[Document extract]:
=== Section Start ===

ITB 2023: Amadeus promises speed and agility from partnership with Microsoft

ITB 2023: Amadeus promises speed and agility from partnership with Microsoft

The GDS and European travel tech giant gave an update on its strategic partnership with Microsoft at the annual trade show in Berlin this week

Amadeus has promised a much quicker approach to innovation thanks to its cloud migration project with global IT partner Microsoft.

The firms gave an update on its partnership at this week’s ITB trade show in Berlin where it launched a new report on the benefits for travellers that their collaboration will bring

Amadeus has described the project as the biggest technological change in its history as the GDS and European travel tech giant decommissions its data centre in Erding, Germany.

Fredrik Odéen, Amadeus program director, corporate strategy, said speed and agility will be the key benefits from the partnership.

“What we see is that by working with Microsoft we are able to accelerate innovation, both as Amadeus and as an industry.

“Cloud technology will allow us to accelerate our time to market with innovations. Moving one the biggest data centres in Europe to the cloud is a long and big process.

“But we chose Microsoft to move to the cloud not just because of their cloud technology but because of their innovative approach with partners and customers.

“That innovation programme is moving much quicker than the overall cloud migration and we are now reporting on milestones we are hitting.

Odéen highlighted three projects that have gone live that illustrate this new, more agile approach to product development.

The first was the integration of Amadeus’s Cytric travel and expense tool for corporate travellers into Microsoft’s 365 suite of business applications.

Cytric Easy gives users the ability to manage, book and share their travel plans with colleagues in Microsoft programmes like Teams and Outlook.

Amadeus has also started a travel servicing solutions project in partnership with its first customer, the global insurance giant Alliantz.

=== Section End ===

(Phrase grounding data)
=== Section Start ===

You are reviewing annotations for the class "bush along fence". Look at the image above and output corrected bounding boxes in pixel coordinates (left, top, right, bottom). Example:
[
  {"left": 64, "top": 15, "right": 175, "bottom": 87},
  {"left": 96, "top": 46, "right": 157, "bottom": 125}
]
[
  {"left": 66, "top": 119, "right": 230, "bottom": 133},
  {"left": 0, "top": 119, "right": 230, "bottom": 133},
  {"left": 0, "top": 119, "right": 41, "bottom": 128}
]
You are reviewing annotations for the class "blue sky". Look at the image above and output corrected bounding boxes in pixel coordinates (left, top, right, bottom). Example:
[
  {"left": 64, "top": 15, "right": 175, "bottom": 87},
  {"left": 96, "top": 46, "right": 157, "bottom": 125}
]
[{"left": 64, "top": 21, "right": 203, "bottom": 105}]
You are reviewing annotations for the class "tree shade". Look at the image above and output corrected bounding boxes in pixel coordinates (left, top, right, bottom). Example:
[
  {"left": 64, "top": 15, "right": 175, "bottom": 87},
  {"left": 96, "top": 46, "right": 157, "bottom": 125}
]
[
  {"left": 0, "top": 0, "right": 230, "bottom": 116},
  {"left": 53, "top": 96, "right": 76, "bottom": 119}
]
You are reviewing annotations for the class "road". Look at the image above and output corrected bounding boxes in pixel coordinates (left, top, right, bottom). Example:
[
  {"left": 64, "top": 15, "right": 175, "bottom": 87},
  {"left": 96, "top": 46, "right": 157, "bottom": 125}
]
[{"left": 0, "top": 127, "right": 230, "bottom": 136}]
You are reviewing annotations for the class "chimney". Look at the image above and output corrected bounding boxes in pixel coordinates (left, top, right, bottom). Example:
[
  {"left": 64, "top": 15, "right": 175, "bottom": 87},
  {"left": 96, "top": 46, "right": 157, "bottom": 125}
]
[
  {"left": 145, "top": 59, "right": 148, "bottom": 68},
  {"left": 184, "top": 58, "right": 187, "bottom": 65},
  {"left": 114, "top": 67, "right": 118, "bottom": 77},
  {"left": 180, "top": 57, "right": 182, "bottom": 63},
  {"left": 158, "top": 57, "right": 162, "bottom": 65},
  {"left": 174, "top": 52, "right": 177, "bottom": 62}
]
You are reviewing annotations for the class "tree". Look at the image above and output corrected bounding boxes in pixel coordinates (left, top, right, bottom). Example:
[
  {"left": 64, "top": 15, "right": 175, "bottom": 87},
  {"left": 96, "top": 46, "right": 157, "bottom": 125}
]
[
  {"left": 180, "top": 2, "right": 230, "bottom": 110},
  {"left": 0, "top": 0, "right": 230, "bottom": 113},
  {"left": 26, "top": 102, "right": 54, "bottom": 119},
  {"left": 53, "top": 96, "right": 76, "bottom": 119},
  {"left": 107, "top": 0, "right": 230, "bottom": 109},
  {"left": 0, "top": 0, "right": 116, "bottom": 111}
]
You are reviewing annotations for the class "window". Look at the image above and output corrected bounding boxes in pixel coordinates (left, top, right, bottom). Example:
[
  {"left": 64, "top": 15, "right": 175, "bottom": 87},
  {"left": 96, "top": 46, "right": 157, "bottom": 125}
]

=== Section End ===

[Apply what you read]:
a) Answer these questions from the Amadeus article.
(i) Where is the data center that Amadeus is decommissioning?
(ii) What did Fredrik Odéen name as the key benefits of the partnership?
(iii) In which Microsoft programs can Cytric Easy users manage, book and share travel plans?
b) Quote the Amadeus article from "Amadeus has promised" to "as an industry.".
c) Write the next part of the article on Amadeus and Microsoft, picking up after its final sentence.

[Answers to the exercise]:
a)
(i) Erding, Germany.
(ii) Speed and agility.
(iii) Teams and Outlook.

b)
Amadeus has promised a much quicker approach to innovation thanks to its cloud migration project with global IT partner Microsoft.

The firms gave an update on its partnership at this week’s ITB trade show in Berlin where it launched a new report on the benefits for travellers that their collaboration will bring

Amadeus has described the project as the biggest technological change in its history as the GDS and European travel tech giant decommissions its data centre in Erding, Germany.

Fredrik Odéen, Amadeus program director, corporate strategy, said speed and agility will be the key benefits from the partnership.

“What we see is that by working with Microsoft we are able to accelerate innovation, both as Amadeus and as an industry.

c)
This aims to provide more personalised and contextualised results and recommendations by connecting different data sources and opted in customer data.

The third development has been Amadeus’s Creation Platform, which was unveiled in Dubai last year at its Airlines Executive Summit. Pilot users are working on a first version today.

Odéen said by being built in the Azure cloud this platform will facilitate better data analysis and automation to provide better outcomes for users. 

The Journey To Cloud Planet report outlines all the potential advantages of the transformation, including speed as well as operating more sustainably.

It also sets out how Amadeus will be able to use and share more data but to do so in a secure way to reinvent both corporate and leisure travel.

“One of the key things we need to consider is the security and safety of the systems that underly this.

“Amadeus and Microsoft have a similar ideology and culture around this to ensure that it’s very, very safe to keep the trust that people have invested in our brands.

“Building on the Microsoft infrastructures and frameworks makes it fast to market, but we are not compromising on safety aspects.”

Julie Shainock, global leader, travel and transportation, for Microsoft, said this open approach to data sharing will also be extended to travel partners.

She added, as seen with the recent launch of ChatGPT conversational AI bot and integration with Microsoft’s Bing search engine, Microsoft is focussing on “speed and agility”.

“If you look at our partnership with Amadeus we have relationships at the very top, CEO to CEO and strategic senior board level and innovation relationships.

“We have got 12 to 15 different opportunities in the innovation funnel which we will run through and see what comes out.

“If you look at the whole structure and governance between the two companies it works really well and enables us to have speed and agility to bring products to market.”